*** Input data ***

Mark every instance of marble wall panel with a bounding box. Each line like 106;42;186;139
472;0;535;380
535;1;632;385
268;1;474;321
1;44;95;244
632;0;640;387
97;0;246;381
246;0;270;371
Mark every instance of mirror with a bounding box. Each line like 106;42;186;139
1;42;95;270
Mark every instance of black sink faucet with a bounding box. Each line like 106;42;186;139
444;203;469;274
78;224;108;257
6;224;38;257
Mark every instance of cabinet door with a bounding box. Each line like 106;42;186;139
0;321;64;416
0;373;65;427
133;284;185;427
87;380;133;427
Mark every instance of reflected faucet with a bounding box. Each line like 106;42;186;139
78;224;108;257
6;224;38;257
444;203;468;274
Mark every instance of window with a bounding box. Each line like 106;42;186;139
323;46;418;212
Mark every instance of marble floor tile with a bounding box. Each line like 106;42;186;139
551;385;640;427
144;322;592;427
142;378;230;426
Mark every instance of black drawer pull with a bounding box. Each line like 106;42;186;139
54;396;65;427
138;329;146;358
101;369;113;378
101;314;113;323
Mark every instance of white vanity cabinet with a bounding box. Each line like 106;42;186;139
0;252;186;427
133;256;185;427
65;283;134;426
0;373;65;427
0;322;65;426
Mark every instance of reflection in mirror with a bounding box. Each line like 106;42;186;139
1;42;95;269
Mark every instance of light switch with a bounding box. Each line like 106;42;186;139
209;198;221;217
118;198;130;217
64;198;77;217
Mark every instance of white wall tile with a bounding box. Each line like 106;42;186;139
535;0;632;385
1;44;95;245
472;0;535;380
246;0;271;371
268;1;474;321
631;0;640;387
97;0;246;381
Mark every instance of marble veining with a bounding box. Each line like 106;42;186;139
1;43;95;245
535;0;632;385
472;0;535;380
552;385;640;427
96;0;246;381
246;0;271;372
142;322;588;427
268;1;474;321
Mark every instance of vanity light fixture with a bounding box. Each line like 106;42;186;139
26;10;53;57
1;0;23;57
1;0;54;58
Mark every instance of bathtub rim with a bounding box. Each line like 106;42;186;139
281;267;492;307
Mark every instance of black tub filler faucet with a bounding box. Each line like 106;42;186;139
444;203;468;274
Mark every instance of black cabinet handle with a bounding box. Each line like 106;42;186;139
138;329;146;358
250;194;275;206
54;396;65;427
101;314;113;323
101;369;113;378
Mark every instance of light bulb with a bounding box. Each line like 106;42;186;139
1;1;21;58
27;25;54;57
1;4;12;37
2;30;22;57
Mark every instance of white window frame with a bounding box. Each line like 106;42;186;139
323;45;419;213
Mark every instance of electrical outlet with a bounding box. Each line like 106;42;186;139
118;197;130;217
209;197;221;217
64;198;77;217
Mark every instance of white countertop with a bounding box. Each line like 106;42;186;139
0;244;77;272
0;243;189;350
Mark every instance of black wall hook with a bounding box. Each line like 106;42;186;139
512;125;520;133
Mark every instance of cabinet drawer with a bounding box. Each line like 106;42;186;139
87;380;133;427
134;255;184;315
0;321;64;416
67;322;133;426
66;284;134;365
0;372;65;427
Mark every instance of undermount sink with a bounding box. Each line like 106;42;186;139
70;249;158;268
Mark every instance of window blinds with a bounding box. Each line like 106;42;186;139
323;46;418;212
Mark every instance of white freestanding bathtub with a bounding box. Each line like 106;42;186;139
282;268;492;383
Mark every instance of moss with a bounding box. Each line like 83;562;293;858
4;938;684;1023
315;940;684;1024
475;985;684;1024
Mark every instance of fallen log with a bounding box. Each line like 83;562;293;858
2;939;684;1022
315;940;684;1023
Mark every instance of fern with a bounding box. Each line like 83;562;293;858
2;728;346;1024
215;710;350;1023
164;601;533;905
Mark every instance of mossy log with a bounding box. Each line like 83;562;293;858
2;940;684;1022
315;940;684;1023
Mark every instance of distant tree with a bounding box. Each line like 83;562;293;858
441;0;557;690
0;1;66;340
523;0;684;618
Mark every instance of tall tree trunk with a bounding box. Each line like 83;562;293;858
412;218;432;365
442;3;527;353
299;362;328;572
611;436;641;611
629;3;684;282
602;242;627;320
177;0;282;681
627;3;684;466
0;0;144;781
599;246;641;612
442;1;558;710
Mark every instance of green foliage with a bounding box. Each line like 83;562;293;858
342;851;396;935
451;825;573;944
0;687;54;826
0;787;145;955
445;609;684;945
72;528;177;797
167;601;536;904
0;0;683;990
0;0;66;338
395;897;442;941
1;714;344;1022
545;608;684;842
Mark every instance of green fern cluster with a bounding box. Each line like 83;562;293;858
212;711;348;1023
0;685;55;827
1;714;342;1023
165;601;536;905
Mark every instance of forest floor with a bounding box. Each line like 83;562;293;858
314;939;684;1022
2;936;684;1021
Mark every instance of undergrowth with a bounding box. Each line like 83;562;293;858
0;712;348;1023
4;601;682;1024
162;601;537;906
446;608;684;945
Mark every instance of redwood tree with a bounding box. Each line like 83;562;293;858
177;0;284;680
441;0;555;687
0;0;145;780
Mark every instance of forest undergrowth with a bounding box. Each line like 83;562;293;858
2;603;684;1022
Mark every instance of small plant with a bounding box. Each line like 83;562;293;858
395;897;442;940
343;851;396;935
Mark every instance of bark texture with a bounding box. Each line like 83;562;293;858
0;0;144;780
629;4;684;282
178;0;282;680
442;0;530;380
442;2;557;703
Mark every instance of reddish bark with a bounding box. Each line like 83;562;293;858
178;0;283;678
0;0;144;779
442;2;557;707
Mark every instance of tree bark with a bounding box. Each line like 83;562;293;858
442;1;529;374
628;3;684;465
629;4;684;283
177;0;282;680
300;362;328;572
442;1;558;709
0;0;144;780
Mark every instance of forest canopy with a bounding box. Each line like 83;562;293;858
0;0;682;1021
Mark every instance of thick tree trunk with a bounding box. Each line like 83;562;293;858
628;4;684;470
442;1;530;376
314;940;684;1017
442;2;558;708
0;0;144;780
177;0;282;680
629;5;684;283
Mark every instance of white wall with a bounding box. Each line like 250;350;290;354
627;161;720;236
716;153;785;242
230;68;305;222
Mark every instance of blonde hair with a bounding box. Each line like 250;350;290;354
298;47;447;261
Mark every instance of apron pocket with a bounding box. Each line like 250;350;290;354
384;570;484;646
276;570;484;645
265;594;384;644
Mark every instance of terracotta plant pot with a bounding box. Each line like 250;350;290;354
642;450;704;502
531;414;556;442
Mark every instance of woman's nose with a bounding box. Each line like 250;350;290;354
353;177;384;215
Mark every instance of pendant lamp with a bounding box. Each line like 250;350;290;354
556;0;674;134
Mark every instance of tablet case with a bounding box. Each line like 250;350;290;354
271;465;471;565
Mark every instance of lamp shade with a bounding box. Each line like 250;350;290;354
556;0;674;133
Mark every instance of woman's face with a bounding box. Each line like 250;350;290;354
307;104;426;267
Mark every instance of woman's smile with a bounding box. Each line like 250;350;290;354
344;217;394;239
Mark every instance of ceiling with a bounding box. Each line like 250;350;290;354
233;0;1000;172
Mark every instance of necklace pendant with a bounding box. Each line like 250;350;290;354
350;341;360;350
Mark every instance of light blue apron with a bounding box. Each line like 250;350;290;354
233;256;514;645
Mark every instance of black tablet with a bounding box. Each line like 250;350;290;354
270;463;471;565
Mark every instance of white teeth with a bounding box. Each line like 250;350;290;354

*** End of Input data ***

▶ **Task requirements**
Give every entry back unchanged. Leave none out.

▶ **Response to this exercise**
Mark every instance of marble wall panel with a bounding box. Each line like 106;42;186;139
472;0;535;380
535;1;632;385
268;1;474;321
1;44;95;244
632;0;640;387
97;0;246;381
246;0;270;371
Mark every instance of mirror with a bounding box. Each line like 106;42;186;139
1;42;95;270
Mark every instance of black sink faucet with a bounding box. Each line like 106;42;186;139
444;203;469;274
78;224;108;257
6;224;38;257
Mark every instance of cabinet door with a bounding box. Each line like 106;42;186;139
0;321;64;416
0;373;65;427
133;284;185;427
87;380;133;427
Mark every instance of reflected faucet with a bounding box. Each line like 106;42;186;139
78;224;108;257
6;224;38;257
444;203;468;274
Mark every instance of window with a bounding box. Each line like 106;42;186;139
323;46;418;212
Mark every instance of marble floor tile with a bounding box. Each line like 106;42;186;139
551;385;640;427
144;322;592;427
142;378;230;426
Mark every instance of black drawer pull with a bounding box. Each line like 106;42;186;139
54;396;65;427
138;329;146;358
101;369;113;378
101;314;113;323
Mark every instance of white vanity cabinet with a bounding box. Each line like 106;42;186;139
0;252;186;427
133;256;185;427
65;283;134;426
0;373;65;427
0;322;65;426
Mark every instance of reflection in mirror with a bounding box. Each line like 106;42;186;139
1;42;95;269
Mark every instance of light switch with a bounding box. Each line like 106;42;186;139
209;198;221;217
118;198;130;217
64;198;77;217
Mark every instance of white wall tile with a bounding box. Each line like 106;42;186;139
535;0;632;385
1;44;95;245
472;0;535;380
246;0;271;371
268;1;474;321
631;0;640;387
97;0;246;381
Mark every instance of marble veining with a bounding box. Each line like 106;42;186;139
1;43;95;245
535;0;632;385
472;0;535;380
552;385;640;427
96;0;246;381
246;0;271;372
142;322;588;427
268;1;474;321
Mark every instance of vanity light fixture with a bounding box. Each line like 106;42;186;139
26;10;53;57
1;0;23;57
1;0;54;58
Mark every instance of bathtub rim with a bounding box. Each line like 106;42;186;139
281;267;492;307
Mark every instance of black tub filler faucet with a bounding box. Each line like 106;42;186;139
444;203;468;274
Mark every instance of black cabinet handle with a bounding box. Each line like 106;42;186;139
138;329;146;358
250;194;275;206
54;396;65;427
101;314;113;323
101;369;113;378
Mark every instance of light bulb with a bounding box. Each line like 106;42;186;139
1;1;21;58
27;25;54;57
1;4;12;37
2;30;22;57
Mark every instance of white window frame with a bounding box. Each line like 106;42;186;139
323;45;419;213
Mark every instance of electrical outlet with a bounding box. Each line like 106;42;186;139
118;197;130;217
209;197;221;217
64;198;77;217
Mark every instance of white countertop with a bounding box. Each line like 106;42;186;139
0;244;77;272
0;243;189;350
Mark every instance of black wall hook with a bounding box. Each line like 106;42;186;139
512;125;520;133
Mark every instance of cabinet drawer with a bounding box. Each line like 106;42;186;139
87;380;133;427
134;255;184;315
0;321;64;416
67;322;133;426
66;284;134;365
0;372;65;427
Mark every instance of undermount sink with a bounding box. Each line like 106;42;186;139
70;249;158;268
Mark every instance of window blinds with a bounding box. Each line like 106;42;186;139
323;46;418;212
Mark every instance of white freestanding bathtub with a bounding box. Each line like 106;42;186;139
282;268;492;383
Mark every instance of moss with a bounding box. Each line like 83;562;293;858
4;938;684;1023
315;940;684;1024
475;985;684;1024
Mark every instance of fallen log with a bounding box. Each line like 83;562;293;858
2;939;684;1022
315;940;684;1023
Mark every instance of fern with a bounding box. Each line like 83;562;293;858
2;728;346;1024
215;710;350;1023
164;601;533;905
Mark every instance of mossy log with a bounding box. Each line like 83;562;293;858
2;940;684;1022
315;940;684;1023
Mark every instance of distant tree with a bounding box. Each line like 83;562;293;858
441;0;557;690
0;1;66;340
523;0;684;618
Mark every instance of tall tree trunk with a bounding box. Each line like 83;562;293;858
412;218;432;365
442;3;527;353
299;362;328;572
611;436;641;611
629;3;684;282
602;242;627;320
177;0;282;681
627;3;684;466
0;0;144;781
599;246;641;612
442;1;558;710
Mark every instance of green foliage with a bounding box. Each line like 83;562;293;858
342;851;396;935
451;825;573;944
0;687;54;826
0;787;145;955
445;609;684;945
72;528;177;797
167;601;536;904
0;0;683;990
0;0;66;338
395;897;442;941
1;714;344;1022
545;608;684;842
Mark every instance of green fern cluster with a bounding box. Each line like 83;562;293;858
212;711;348;1023
0;685;55;827
1;714;342;1023
165;601;536;905
Mark every instance of forest floor with a bounding box. Each line like 83;562;293;858
314;939;684;1022
2;936;684;1021
Mark every instance of undergrowth with a bounding box. Each line like 83;562;293;858
0;712;348;1023
4;601;682;1024
162;601;537;906
446;608;684;945
Mark every instance of redwood tree with a bounding box. Each line like 83;562;293;858
177;0;284;680
441;0;555;687
0;0;145;780
Mark every instance of forest undergrowth with a bounding box. Each line like 83;562;293;858
2;603;684;1022
Mark every instance of small plant with a bounding box. Each line like 83;562;293;858
395;897;442;940
343;851;396;935
Mark every instance of bark texture with a bounding box. Each line like 83;562;293;858
0;0;144;780
629;4;684;282
178;0;282;680
442;0;530;380
442;2;557;703
Mark every instance of reddish bark with a bounding box. Each line like 83;562;293;858
178;0;283;678
0;0;144;779
442;2;557;707
Mark every instance of tree bark with a bounding box. Each line like 83;562;293;858
442;1;529;374
628;3;684;465
629;4;684;283
177;0;282;680
300;362;328;572
442;1;558;709
0;0;144;780
Mark every instance of forest canopy with a bounding box. Each line like 83;562;293;858
0;0;682;1021
Mark every instance of thick tree trunk with a bounding box. Each line like 83;562;293;858
628;4;684;470
442;1;530;376
314;940;684;1017
442;2;558;708
0;0;144;780
177;0;282;680
629;5;684;283
Mark every instance of white wall with a bounding box. Each line like 250;350;290;354
627;161;720;236
716;153;785;242
230;68;305;222
Mark every instance of blonde hair with a bounding box. Each line like 250;350;290;354
298;47;447;261
Mark every instance of apron pocket with a bounding box. Each line like 250;350;290;354
384;570;484;646
276;570;484;645
265;594;384;644
Mark every instance of terracotta plant pot with a bounding box. Each line like 250;350;290;354
642;450;704;502
531;414;556;442
Mark every instance of woman's nose with a bounding box. Each line like 250;350;290;354
353;177;384;215
Mark every instance of pendant lamp with a bounding box. Each line like 250;350;290;354
556;0;674;134
Mark every instance of tablet case with a bounding box. Each line like 250;350;290;354
271;465;471;565
Mark every instance of lamp shade with a bounding box. Each line like 250;350;290;354
556;0;674;133
Mark every instance of woman's face with a bounding box. Each line like 250;350;290;354
307;104;426;267
Mark every instance of woman's smile with a bounding box. Each line like 250;350;290;354
344;217;394;239
Mark every instance of ceiling with a bounding box. Each line like 250;350;290;354
233;0;1000;172
Mark every instance of necklace pendant with a bounding box. Each line like 250;350;290;354
350;341;360;350
Mark every instance of light blue apron with a bounding box. Each line like 250;350;290;354
233;256;514;645
Mark every instance of black tablet with a bounding box. Each line like 250;350;290;354
270;463;471;565
Mark every instance of white teeth with a bounding box. Each line like 250;350;290;354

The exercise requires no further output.